§ Stored records:
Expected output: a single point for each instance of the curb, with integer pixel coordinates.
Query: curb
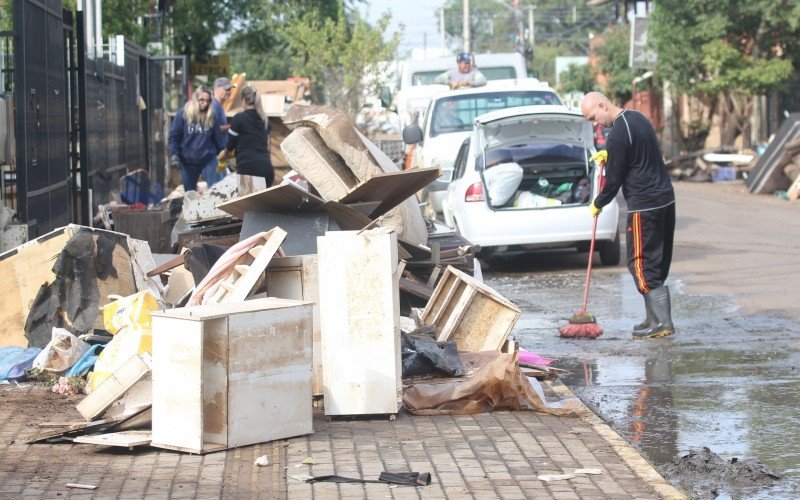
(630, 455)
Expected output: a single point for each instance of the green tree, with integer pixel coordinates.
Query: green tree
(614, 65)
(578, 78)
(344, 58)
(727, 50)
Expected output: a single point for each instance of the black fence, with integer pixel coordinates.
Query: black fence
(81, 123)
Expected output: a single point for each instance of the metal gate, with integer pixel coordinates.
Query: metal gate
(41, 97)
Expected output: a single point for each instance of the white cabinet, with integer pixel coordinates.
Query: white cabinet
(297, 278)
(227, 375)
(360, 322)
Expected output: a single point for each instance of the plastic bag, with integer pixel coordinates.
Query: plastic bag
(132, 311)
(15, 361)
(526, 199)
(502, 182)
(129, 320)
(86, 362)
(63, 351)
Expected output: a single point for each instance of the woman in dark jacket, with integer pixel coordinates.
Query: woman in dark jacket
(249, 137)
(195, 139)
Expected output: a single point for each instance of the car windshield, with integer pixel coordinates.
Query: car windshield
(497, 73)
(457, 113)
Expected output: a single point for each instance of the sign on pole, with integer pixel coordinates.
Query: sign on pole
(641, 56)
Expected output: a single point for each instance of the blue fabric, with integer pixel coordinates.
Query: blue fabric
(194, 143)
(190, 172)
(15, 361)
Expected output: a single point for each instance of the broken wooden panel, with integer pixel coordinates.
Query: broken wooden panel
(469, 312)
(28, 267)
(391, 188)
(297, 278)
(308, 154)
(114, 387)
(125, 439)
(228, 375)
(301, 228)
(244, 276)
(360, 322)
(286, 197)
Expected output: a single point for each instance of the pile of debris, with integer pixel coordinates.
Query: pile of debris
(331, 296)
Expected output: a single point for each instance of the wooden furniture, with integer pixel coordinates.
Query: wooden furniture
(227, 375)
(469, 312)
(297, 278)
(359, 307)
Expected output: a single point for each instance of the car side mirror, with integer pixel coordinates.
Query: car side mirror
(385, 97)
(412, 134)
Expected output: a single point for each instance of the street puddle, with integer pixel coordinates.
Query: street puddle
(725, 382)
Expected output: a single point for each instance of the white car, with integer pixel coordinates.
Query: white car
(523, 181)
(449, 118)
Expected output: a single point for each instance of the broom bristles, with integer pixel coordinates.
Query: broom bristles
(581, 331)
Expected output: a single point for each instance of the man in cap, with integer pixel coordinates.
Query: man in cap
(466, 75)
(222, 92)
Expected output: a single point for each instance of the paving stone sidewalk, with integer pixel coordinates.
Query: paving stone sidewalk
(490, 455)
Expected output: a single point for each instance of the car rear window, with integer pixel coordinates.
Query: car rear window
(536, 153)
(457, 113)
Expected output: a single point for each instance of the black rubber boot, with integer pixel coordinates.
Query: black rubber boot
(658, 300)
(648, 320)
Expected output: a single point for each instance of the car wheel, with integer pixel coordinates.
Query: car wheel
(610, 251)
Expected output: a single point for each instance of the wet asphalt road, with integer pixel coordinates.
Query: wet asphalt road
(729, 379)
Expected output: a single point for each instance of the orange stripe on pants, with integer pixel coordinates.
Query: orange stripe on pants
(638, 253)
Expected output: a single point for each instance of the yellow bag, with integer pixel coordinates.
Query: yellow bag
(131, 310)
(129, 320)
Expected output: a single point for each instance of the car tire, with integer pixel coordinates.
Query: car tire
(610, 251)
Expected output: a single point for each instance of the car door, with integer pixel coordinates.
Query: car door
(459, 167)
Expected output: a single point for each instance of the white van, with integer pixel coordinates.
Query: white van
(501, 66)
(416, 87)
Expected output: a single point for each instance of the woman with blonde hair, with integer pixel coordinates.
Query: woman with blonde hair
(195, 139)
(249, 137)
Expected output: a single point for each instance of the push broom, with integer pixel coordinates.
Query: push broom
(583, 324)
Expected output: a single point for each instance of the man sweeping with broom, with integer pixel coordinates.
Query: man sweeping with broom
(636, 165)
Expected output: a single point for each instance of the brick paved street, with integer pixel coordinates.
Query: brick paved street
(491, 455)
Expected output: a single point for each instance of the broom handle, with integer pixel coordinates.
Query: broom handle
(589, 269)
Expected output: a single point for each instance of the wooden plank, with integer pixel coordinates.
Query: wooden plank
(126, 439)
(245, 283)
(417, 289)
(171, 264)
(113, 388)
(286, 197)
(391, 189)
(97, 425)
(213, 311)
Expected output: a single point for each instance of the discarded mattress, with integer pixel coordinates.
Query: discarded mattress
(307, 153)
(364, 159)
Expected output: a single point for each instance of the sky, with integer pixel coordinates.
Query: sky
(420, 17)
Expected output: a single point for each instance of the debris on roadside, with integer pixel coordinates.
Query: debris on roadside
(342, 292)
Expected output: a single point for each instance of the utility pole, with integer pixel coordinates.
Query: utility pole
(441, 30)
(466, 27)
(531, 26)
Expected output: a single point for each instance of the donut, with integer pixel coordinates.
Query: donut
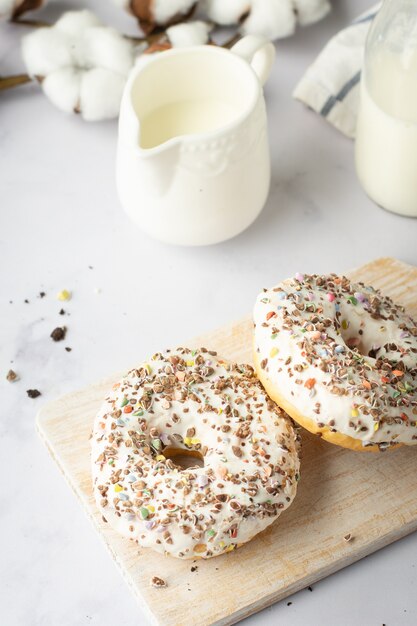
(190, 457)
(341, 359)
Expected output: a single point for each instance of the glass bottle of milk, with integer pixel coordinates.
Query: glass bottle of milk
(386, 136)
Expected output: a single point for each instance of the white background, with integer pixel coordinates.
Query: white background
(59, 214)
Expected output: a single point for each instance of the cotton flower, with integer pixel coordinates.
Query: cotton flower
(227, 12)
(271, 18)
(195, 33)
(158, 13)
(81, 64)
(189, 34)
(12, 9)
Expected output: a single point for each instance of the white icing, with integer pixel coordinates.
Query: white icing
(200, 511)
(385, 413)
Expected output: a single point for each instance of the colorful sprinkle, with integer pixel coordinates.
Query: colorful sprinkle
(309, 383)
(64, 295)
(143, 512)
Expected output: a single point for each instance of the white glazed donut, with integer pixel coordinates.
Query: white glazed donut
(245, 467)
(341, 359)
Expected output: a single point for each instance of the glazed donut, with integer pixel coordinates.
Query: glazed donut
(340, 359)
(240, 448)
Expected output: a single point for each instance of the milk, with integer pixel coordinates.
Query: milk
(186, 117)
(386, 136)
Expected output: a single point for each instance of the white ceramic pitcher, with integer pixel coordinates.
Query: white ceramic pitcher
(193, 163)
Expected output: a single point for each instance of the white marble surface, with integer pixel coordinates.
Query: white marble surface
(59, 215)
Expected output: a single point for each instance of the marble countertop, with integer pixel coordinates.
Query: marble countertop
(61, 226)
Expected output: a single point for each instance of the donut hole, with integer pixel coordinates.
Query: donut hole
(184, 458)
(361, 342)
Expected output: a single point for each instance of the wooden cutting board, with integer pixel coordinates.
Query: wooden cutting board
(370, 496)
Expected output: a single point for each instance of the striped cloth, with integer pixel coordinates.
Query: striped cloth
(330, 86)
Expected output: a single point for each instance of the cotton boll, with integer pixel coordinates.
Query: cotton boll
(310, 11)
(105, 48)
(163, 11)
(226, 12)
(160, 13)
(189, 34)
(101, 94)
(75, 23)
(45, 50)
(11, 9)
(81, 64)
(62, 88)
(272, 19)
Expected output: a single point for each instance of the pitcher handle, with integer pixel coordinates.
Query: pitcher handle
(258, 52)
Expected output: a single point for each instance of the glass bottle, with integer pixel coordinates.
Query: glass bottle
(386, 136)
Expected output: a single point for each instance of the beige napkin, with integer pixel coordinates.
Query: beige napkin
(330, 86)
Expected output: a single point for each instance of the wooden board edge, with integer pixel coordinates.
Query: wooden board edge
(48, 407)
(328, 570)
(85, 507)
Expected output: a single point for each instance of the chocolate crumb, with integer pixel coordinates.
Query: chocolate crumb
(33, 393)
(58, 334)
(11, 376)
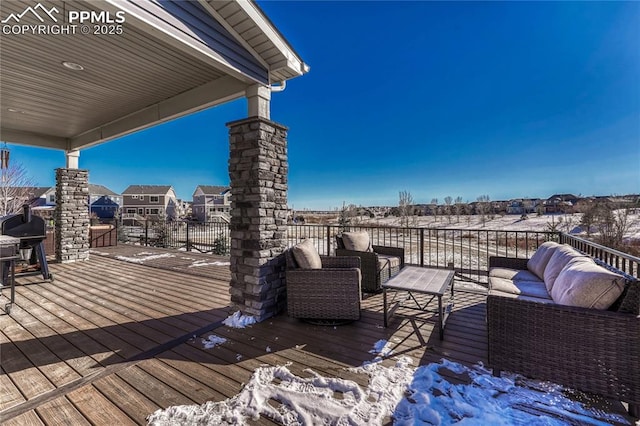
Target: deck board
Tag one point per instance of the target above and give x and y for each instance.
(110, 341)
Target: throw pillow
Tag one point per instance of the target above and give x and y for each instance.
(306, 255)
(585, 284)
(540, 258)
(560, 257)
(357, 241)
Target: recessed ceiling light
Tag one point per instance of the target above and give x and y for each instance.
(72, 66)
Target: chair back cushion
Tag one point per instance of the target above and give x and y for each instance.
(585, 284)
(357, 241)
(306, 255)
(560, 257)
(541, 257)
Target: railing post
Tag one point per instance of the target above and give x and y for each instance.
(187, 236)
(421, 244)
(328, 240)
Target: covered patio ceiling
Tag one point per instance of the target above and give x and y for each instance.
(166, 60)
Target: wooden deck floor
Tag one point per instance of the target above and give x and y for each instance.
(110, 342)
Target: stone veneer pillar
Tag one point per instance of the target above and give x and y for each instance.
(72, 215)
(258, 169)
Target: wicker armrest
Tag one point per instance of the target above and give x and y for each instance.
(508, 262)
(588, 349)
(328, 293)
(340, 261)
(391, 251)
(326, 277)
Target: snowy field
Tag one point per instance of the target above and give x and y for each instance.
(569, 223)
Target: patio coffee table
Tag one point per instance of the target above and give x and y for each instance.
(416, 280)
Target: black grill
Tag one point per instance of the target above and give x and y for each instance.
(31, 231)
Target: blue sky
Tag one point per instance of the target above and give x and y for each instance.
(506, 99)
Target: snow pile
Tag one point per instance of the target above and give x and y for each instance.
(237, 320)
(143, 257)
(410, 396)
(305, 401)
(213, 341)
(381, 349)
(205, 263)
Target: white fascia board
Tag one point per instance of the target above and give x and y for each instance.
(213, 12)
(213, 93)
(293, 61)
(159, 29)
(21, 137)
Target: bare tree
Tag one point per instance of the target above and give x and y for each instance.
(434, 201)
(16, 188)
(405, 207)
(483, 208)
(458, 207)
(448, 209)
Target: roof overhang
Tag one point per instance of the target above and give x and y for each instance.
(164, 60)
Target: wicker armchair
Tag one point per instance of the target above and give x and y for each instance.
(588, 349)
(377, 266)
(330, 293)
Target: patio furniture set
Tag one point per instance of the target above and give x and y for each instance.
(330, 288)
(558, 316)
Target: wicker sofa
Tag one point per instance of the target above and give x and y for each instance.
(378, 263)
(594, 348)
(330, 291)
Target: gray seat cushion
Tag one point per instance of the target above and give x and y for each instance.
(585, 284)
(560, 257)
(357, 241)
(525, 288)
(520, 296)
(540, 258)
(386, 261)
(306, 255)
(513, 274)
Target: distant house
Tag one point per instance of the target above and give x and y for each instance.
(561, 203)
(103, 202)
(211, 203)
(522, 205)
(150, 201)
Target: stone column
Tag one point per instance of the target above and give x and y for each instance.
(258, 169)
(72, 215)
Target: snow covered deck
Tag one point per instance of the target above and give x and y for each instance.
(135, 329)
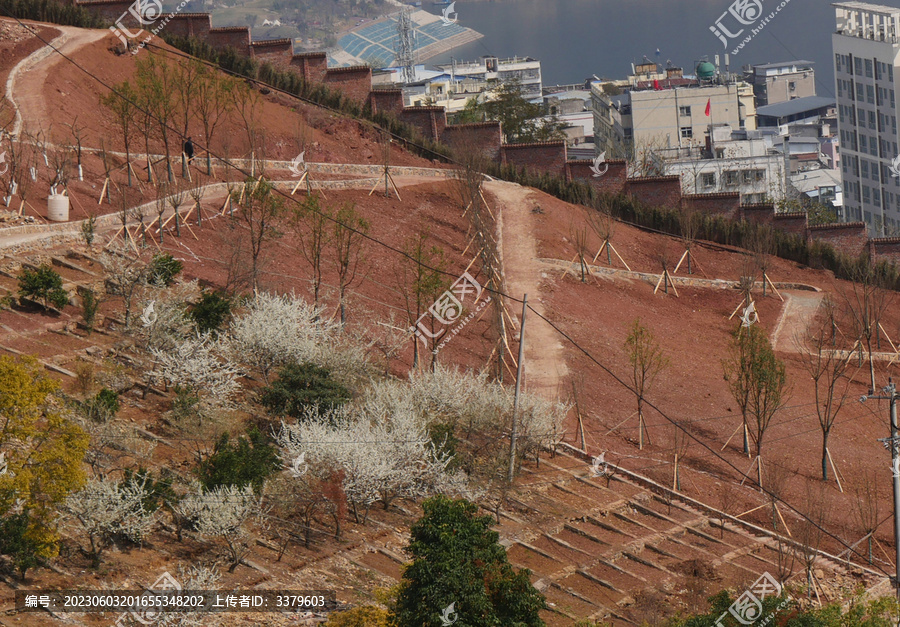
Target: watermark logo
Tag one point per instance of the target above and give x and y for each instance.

§ What is being asked:
From the line containing "Target: patio furniture set" down to the last line of the data, print every line exactly and nothing else. Pictures stay out of the copy.

§ Final answer:
Target: patio furniture set
Tag one point per instance of the target above and give x and y for each instance.
(330, 288)
(558, 316)
Target: wicker sofa
Tag one point per instance of the target above and give x and y for each instance.
(378, 263)
(594, 348)
(330, 291)
Target: gray seat cushion
Tag one point per instance of the target above and give x and y for each instance.
(585, 284)
(560, 257)
(357, 241)
(525, 288)
(520, 296)
(540, 258)
(386, 261)
(306, 255)
(513, 274)
Target: distant house
Tag one point per instance of the target above and give x and y for each instance.
(561, 203)
(103, 202)
(211, 203)
(522, 205)
(150, 201)
Target: stone column
Tag one point per instance of the target above and give x and y for each instance.
(258, 169)
(72, 215)
Target: snow covered deck
Tag one point per instance of the target above and give x and y for each instance.
(135, 329)
Target: watermark logo
Tag one point per instance of the target above and give x and y for each instance.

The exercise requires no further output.